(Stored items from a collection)

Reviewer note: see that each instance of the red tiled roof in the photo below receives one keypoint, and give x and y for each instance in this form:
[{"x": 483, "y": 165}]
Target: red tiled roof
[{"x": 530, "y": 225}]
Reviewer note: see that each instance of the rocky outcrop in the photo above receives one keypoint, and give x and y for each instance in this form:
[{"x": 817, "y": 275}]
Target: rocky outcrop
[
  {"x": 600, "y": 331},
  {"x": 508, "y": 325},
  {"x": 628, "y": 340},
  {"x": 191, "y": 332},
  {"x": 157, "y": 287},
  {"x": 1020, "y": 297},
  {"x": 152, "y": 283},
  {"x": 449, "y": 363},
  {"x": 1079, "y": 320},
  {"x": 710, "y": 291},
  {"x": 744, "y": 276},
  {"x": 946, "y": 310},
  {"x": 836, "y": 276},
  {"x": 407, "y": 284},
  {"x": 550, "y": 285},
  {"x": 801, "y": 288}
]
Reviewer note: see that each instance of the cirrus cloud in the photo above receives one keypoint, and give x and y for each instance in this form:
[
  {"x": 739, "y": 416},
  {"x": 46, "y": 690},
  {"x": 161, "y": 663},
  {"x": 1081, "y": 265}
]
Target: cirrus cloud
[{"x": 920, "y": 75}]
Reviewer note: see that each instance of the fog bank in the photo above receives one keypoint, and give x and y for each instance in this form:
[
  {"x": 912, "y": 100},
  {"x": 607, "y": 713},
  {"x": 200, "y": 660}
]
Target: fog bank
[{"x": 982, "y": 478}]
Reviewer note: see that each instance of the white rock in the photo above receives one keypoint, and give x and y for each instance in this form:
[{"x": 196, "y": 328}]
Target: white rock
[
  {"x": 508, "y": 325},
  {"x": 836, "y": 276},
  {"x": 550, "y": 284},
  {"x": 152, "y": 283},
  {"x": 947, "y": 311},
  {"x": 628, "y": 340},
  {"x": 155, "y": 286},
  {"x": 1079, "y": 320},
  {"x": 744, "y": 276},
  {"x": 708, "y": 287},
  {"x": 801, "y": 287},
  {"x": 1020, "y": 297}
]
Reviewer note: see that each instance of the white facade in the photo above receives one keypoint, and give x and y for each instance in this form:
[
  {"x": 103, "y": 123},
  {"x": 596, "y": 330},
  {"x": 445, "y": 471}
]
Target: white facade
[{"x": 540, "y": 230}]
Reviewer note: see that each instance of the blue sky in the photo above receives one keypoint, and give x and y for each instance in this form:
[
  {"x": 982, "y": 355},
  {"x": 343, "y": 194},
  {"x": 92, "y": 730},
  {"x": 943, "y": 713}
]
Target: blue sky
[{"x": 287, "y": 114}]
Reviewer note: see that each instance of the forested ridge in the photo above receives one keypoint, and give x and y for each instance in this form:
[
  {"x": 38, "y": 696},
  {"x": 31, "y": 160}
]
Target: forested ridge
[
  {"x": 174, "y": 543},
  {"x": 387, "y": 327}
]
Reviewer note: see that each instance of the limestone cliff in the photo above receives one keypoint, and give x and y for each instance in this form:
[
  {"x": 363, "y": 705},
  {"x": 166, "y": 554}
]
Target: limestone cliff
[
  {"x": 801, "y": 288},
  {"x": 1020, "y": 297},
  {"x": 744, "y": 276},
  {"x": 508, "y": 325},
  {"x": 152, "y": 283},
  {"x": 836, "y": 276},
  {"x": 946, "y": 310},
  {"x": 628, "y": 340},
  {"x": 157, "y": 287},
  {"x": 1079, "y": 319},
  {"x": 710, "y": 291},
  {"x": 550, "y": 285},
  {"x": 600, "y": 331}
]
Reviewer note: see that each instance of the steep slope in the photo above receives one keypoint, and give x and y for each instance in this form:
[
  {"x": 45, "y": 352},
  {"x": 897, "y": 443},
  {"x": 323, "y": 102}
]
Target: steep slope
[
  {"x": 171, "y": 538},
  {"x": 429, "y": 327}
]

Task requirements:
Please quote nothing but the lines from the line with "Reviewer note: see that each instance of the forested" through the end of the data above, exactly as written, ends included.

Result:
Reviewer note: see that each instance of the forested ridge in the photo above receives one keypoint, and give x and y for each instance in this form:
[
  {"x": 38, "y": 696},
  {"x": 31, "y": 160}
]
Target: forested ridge
[
  {"x": 174, "y": 543},
  {"x": 387, "y": 327}
]
Reviewer note: see that each instance of the limestone cliff in the photo above receives one keypoint, and give x and y for each instance in this form:
[
  {"x": 363, "y": 705},
  {"x": 166, "y": 554}
]
Target: limestone cliff
[
  {"x": 801, "y": 288},
  {"x": 1020, "y": 297},
  {"x": 744, "y": 276},
  {"x": 508, "y": 325},
  {"x": 152, "y": 283},
  {"x": 836, "y": 276},
  {"x": 946, "y": 310},
  {"x": 628, "y": 340},
  {"x": 157, "y": 287},
  {"x": 1079, "y": 319},
  {"x": 710, "y": 291},
  {"x": 550, "y": 285},
  {"x": 600, "y": 331}
]
Reviewer note: see that each instance of the steep slope in the photo above receives one keypoint, and give x and y for each instance in this form:
[
  {"x": 45, "y": 352},
  {"x": 897, "y": 443},
  {"x": 323, "y": 102}
]
Target: steep slope
[
  {"x": 171, "y": 538},
  {"x": 429, "y": 327}
]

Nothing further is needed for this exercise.